Intéressons-nous pour commencer au verset suivant : « Le premier Temple qui ait été fondé pour les hommes est, en vérité, celui de Bakka : il est béni et sert de Direction aux mondes » (3:96). La première question que l’on doit se poser est de savoir à quel lieu l’auteur du verset fait référence lorsqu’il mentionne Bakka. Selon les exégètes musulmans, le toponyme serait le nom alternatif de La Mecque. Dans ce cas, « le premier Temple » dont il est ici question désignerait la Ka’ba, que la mythologie islamique présente effectivement comme le premier sanctuaire de l’humanité. Mais cette interprétation ne repose à vrai dire sur aucun élément tangible, mis à part la vague ressemblance entre les noms de Bakka et Mekkah. Comme le note Peter Webb, spécialiste de l’Arabie préislamique, « bien que les noms se ressemblent, ils sont de toute évidence différents et les efforts exégétiques [déployés] durant l’époque islamique pour expliquer que La Mecque et Bakka sont des synonymes ne sont pas convaincants »3. Sean Anthony attire l’attention quant au fait que la première source littéraire identifiant formellement Bakka avec La Mecque date seulement de 754, soit plus d’un siècle après la mort de Muhammad4. L’interprétation traditionnelle, on le voit, est à la fois arbitraire et tardive – il faut donc l’écarter. Ce faisant, la question de l’emplacement de Bakka se pose avec d’autant plus de force.

══════════

Consigne:
D'après le texte proposé, de quelle année date la première source littéraire qui identifie formellement Bakka avec La Mecque ?

Données fournies:
══════════

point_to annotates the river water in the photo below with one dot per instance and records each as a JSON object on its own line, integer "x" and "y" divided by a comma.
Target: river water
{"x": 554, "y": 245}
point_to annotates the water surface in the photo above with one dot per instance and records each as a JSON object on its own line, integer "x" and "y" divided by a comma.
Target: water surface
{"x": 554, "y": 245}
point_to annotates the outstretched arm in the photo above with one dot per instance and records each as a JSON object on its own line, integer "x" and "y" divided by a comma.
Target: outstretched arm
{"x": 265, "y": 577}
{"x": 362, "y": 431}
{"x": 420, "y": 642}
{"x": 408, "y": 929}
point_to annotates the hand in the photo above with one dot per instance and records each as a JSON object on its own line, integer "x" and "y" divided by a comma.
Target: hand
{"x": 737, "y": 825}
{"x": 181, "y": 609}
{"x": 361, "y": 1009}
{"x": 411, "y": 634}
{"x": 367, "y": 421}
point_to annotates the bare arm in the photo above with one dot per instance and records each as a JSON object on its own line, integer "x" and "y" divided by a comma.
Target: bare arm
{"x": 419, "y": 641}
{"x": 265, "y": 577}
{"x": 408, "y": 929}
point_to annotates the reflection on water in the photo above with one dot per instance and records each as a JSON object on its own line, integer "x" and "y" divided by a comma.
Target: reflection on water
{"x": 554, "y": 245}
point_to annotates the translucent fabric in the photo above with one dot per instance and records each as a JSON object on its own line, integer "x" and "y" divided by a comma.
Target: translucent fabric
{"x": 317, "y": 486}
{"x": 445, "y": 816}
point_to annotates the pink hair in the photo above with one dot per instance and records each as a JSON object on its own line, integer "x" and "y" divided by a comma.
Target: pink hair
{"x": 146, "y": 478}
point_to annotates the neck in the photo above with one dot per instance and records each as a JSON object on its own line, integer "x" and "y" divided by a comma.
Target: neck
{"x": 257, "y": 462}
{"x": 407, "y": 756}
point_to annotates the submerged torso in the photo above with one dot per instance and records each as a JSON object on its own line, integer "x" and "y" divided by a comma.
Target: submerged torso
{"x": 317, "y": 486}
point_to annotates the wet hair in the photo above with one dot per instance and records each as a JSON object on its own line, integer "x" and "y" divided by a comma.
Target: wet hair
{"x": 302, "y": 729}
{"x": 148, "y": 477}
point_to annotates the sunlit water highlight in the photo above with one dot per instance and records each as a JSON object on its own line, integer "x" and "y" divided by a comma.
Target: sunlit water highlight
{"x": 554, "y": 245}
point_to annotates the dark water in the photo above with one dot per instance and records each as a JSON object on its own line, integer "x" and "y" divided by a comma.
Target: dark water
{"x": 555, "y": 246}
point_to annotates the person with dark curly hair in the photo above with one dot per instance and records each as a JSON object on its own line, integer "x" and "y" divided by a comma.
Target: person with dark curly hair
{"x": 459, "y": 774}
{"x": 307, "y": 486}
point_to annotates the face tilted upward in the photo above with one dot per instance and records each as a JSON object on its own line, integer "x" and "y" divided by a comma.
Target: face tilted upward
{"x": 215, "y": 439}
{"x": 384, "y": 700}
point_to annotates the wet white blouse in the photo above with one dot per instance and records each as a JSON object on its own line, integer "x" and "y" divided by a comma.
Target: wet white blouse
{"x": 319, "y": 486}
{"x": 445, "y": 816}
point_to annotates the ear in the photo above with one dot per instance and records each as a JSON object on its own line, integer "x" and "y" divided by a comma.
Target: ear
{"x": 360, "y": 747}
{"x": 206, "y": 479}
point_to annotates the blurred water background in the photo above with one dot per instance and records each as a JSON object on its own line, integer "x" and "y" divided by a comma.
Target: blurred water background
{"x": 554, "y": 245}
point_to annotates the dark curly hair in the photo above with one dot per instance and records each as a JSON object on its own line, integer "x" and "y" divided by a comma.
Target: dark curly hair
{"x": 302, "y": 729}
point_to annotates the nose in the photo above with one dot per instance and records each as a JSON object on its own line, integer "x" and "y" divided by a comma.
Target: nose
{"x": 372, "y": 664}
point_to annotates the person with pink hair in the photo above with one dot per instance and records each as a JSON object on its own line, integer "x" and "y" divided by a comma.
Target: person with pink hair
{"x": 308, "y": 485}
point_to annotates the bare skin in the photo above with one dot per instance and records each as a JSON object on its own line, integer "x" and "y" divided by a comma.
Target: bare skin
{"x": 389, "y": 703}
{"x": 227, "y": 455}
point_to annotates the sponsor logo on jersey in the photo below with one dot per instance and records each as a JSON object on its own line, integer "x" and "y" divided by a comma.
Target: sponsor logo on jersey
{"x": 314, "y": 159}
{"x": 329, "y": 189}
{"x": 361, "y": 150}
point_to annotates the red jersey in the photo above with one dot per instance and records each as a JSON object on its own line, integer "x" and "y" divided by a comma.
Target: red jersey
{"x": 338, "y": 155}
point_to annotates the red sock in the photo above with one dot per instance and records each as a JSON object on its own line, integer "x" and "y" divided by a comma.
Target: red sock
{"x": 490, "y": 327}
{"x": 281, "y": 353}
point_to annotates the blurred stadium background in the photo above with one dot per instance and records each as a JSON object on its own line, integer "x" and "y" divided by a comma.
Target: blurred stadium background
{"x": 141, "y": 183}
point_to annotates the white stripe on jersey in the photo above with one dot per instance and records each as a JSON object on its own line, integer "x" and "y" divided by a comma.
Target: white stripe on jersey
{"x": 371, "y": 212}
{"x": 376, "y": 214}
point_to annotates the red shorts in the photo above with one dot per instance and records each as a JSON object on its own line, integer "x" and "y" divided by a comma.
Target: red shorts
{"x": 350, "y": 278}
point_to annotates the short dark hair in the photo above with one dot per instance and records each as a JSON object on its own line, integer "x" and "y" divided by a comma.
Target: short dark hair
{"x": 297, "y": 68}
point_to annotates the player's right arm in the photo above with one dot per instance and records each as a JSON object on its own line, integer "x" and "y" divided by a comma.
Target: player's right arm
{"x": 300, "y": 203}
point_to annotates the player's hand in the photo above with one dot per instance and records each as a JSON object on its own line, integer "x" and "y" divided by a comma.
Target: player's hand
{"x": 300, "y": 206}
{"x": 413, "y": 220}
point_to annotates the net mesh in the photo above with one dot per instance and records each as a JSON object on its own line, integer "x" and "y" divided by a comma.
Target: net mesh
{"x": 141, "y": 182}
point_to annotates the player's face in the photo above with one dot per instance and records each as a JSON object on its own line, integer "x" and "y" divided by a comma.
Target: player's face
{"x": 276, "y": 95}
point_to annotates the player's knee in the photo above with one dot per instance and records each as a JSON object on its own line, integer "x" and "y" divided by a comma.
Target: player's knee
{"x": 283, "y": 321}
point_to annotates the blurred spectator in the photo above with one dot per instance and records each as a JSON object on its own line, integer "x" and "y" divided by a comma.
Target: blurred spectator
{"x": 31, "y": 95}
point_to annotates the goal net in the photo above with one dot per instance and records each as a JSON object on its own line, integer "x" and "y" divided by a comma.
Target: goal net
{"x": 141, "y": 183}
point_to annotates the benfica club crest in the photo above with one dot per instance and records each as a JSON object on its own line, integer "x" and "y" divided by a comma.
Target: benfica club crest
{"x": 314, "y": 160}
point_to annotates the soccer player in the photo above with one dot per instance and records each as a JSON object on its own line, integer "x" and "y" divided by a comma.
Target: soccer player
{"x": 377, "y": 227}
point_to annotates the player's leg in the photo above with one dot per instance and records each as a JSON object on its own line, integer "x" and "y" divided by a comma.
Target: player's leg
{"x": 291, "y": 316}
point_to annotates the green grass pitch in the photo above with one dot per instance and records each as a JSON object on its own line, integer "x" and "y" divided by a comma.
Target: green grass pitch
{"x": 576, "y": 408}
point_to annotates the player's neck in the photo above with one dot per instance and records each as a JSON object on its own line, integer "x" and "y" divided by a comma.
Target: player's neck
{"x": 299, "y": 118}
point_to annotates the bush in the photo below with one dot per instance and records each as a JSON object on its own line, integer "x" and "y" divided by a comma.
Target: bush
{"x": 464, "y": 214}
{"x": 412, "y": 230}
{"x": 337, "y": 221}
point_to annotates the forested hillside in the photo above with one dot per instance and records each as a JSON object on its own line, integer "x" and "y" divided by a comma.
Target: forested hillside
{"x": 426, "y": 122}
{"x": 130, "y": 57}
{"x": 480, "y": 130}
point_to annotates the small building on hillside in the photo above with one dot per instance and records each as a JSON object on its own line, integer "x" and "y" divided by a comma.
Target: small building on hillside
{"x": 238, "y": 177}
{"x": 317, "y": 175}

══════════

Réponse attendue:
Elle date de 754, soit plus d'un siècle après la mort de Muhammad.